Available data Start Marker
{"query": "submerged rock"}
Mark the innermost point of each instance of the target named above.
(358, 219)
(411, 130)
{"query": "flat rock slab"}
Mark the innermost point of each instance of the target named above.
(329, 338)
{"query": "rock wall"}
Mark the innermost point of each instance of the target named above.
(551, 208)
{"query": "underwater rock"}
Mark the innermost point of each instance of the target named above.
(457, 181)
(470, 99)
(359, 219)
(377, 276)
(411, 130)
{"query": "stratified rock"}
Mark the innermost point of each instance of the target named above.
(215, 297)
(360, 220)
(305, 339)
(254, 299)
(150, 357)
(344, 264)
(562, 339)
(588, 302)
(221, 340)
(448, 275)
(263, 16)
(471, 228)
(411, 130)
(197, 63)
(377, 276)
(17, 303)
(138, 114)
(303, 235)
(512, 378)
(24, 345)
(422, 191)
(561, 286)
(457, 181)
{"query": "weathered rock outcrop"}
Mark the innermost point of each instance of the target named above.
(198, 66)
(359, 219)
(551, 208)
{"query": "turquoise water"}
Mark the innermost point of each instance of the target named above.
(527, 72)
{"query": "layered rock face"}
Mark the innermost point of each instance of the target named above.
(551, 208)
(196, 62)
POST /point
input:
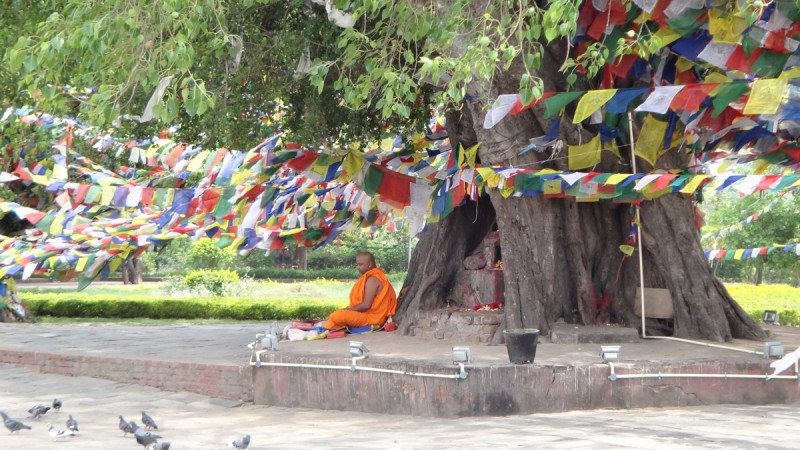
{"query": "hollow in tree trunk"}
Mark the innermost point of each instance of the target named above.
(561, 258)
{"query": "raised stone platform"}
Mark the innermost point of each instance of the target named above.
(400, 375)
(464, 326)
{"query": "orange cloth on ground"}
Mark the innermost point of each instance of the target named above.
(383, 306)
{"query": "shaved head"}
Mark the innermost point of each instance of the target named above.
(365, 261)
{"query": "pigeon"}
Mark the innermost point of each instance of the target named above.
(11, 424)
(58, 433)
(148, 421)
(127, 427)
(38, 411)
(145, 438)
(160, 446)
(72, 424)
(242, 442)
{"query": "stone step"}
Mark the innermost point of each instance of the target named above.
(456, 337)
(565, 333)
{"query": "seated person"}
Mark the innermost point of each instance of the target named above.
(372, 299)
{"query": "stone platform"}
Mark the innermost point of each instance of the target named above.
(403, 374)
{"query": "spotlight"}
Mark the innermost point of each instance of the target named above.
(462, 355)
(772, 317)
(270, 342)
(773, 349)
(358, 350)
(609, 352)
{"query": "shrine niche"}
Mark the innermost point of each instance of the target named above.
(479, 285)
(474, 308)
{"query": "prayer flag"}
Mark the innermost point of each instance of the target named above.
(557, 102)
(586, 155)
(658, 101)
(648, 145)
(765, 97)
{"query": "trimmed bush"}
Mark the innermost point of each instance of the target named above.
(275, 273)
(782, 298)
(214, 281)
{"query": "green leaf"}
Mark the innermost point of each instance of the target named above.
(402, 110)
(526, 95)
(571, 78)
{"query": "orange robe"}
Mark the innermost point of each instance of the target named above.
(383, 306)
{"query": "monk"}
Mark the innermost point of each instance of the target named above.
(372, 299)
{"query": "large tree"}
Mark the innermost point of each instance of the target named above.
(381, 63)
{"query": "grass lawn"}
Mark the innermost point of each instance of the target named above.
(317, 294)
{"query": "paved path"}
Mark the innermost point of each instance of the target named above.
(196, 422)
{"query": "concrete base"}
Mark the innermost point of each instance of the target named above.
(507, 390)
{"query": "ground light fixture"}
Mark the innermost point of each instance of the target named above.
(462, 355)
(609, 352)
(773, 349)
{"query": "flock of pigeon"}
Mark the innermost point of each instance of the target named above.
(143, 436)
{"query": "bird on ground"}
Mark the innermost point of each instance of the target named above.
(159, 446)
(58, 433)
(11, 424)
(145, 438)
(241, 443)
(127, 427)
(72, 424)
(148, 421)
(38, 411)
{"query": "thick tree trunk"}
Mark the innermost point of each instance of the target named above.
(561, 257)
(438, 258)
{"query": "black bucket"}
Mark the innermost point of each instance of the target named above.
(521, 344)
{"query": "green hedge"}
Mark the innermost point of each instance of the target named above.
(782, 298)
(275, 273)
(78, 305)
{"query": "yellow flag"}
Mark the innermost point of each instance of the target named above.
(692, 185)
(552, 186)
(725, 27)
(765, 96)
(583, 156)
(470, 154)
(794, 72)
(666, 36)
(108, 195)
(648, 145)
(591, 102)
(351, 165)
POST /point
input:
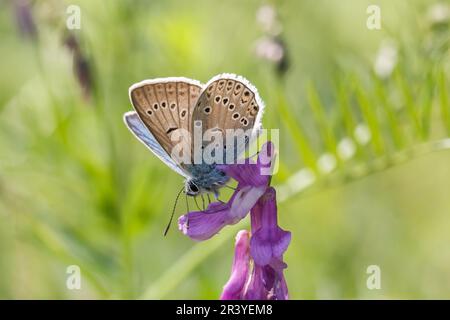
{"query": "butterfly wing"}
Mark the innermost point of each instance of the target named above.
(229, 101)
(134, 123)
(165, 105)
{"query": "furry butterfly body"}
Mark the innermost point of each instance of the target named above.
(164, 107)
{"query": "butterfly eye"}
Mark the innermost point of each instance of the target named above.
(193, 187)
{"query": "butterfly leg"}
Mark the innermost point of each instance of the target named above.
(230, 187)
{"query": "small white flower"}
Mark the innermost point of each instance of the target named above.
(386, 60)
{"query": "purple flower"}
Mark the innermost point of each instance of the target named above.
(234, 288)
(269, 241)
(202, 225)
(257, 271)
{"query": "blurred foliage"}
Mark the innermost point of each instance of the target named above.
(364, 119)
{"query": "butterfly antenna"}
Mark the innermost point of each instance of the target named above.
(173, 212)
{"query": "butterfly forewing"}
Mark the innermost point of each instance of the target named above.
(164, 106)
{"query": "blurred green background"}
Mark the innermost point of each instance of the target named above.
(363, 115)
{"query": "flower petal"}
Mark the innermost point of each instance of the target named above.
(269, 241)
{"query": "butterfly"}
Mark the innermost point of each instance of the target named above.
(164, 106)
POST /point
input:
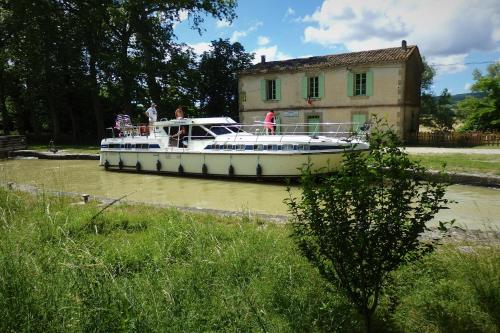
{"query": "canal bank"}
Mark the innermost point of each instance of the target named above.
(454, 234)
(473, 207)
(463, 178)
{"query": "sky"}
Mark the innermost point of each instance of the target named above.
(456, 36)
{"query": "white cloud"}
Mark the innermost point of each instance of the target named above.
(238, 34)
(183, 15)
(289, 12)
(199, 48)
(222, 24)
(440, 28)
(271, 52)
(263, 40)
(448, 64)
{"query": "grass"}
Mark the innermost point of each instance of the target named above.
(82, 149)
(471, 163)
(138, 268)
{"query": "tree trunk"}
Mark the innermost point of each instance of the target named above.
(56, 124)
(96, 103)
(3, 107)
(367, 321)
(144, 37)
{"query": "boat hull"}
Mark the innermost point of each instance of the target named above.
(221, 164)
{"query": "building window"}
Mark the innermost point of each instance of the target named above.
(360, 84)
(271, 90)
(313, 87)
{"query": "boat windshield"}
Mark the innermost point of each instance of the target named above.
(220, 129)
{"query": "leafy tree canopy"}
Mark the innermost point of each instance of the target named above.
(483, 114)
(219, 82)
(364, 221)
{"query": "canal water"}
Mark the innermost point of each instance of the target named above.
(475, 207)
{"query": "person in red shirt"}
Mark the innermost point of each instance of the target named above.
(269, 122)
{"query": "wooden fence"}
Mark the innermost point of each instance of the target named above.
(10, 143)
(453, 139)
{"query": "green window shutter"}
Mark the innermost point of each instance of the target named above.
(350, 84)
(304, 87)
(278, 89)
(263, 90)
(321, 81)
(369, 83)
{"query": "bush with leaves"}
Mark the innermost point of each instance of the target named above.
(364, 221)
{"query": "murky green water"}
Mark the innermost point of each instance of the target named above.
(476, 207)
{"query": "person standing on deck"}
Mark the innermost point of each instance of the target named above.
(179, 113)
(269, 122)
(152, 114)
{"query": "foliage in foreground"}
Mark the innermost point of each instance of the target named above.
(364, 221)
(139, 268)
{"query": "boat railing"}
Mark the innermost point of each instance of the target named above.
(337, 130)
(129, 131)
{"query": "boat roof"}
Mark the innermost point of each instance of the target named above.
(196, 121)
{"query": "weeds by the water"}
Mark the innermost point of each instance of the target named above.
(137, 268)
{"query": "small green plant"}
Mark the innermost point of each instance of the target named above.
(363, 222)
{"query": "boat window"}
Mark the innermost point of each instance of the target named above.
(199, 133)
(220, 129)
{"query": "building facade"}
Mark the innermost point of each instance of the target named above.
(346, 88)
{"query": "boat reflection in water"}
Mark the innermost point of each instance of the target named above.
(474, 207)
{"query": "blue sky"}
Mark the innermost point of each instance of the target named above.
(455, 35)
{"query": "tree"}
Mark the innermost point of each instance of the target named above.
(427, 105)
(442, 117)
(75, 63)
(363, 222)
(219, 82)
(483, 114)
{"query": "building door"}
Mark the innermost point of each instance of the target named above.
(313, 123)
(358, 120)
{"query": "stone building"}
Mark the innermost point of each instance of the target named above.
(347, 87)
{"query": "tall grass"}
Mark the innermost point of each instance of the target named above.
(137, 268)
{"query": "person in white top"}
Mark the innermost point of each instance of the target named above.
(152, 115)
(179, 113)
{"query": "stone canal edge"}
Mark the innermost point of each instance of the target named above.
(485, 180)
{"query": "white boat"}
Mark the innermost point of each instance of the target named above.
(223, 148)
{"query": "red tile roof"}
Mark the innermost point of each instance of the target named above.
(390, 55)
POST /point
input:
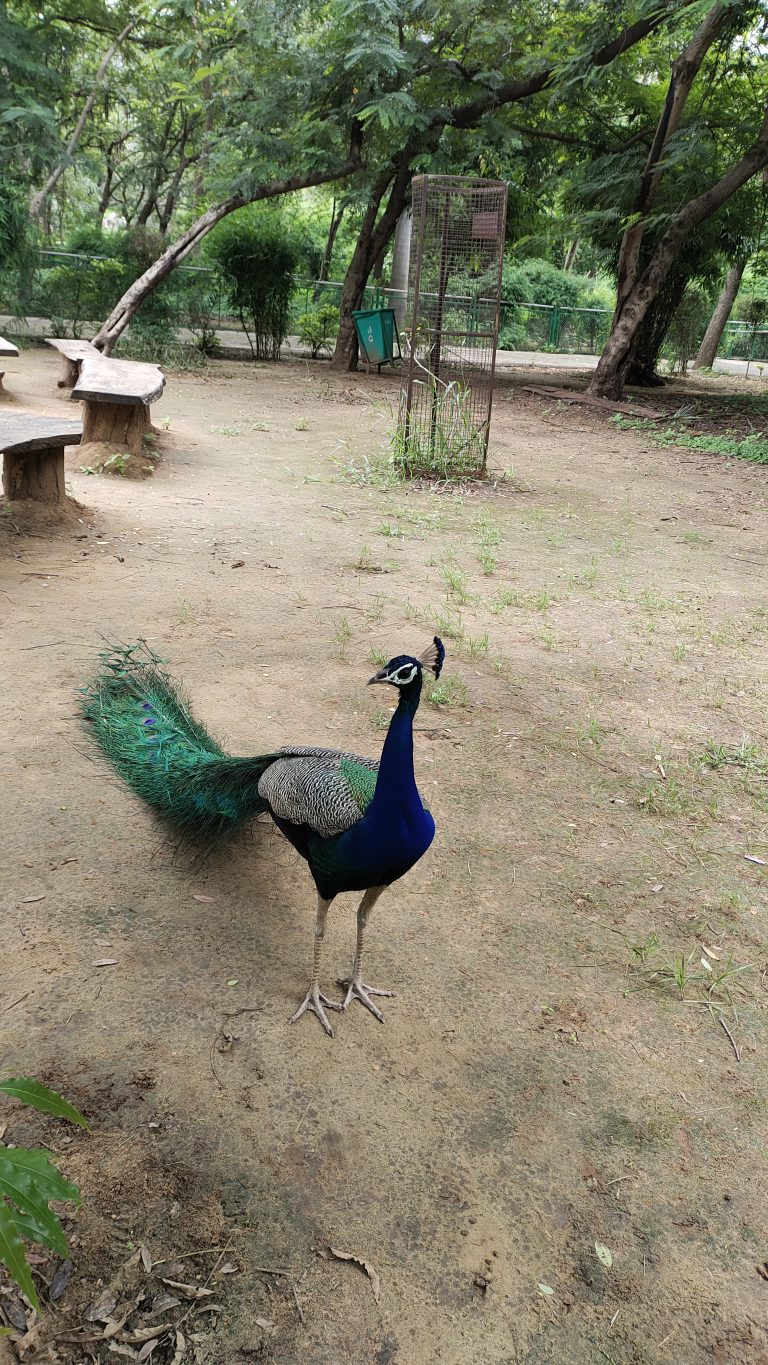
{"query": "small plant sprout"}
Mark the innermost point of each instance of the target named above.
(341, 635)
(29, 1184)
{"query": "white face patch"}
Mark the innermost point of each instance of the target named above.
(404, 674)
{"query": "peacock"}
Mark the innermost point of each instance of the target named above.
(359, 823)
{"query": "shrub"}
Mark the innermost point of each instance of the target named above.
(258, 258)
(318, 328)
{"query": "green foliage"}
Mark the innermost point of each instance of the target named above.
(258, 258)
(441, 437)
(318, 328)
(29, 1184)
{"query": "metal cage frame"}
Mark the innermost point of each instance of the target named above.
(448, 380)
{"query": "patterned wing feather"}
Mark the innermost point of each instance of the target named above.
(326, 789)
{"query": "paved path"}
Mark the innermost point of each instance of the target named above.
(236, 344)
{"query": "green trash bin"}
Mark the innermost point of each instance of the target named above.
Available data End Marker
_Assignment_: Each line that holds the string "foliage" is to be copied from the entries above.

_Written reply_:
{"query": "blurred foliage"}
{"query": "foliage in foreground"}
{"query": "green foliage"}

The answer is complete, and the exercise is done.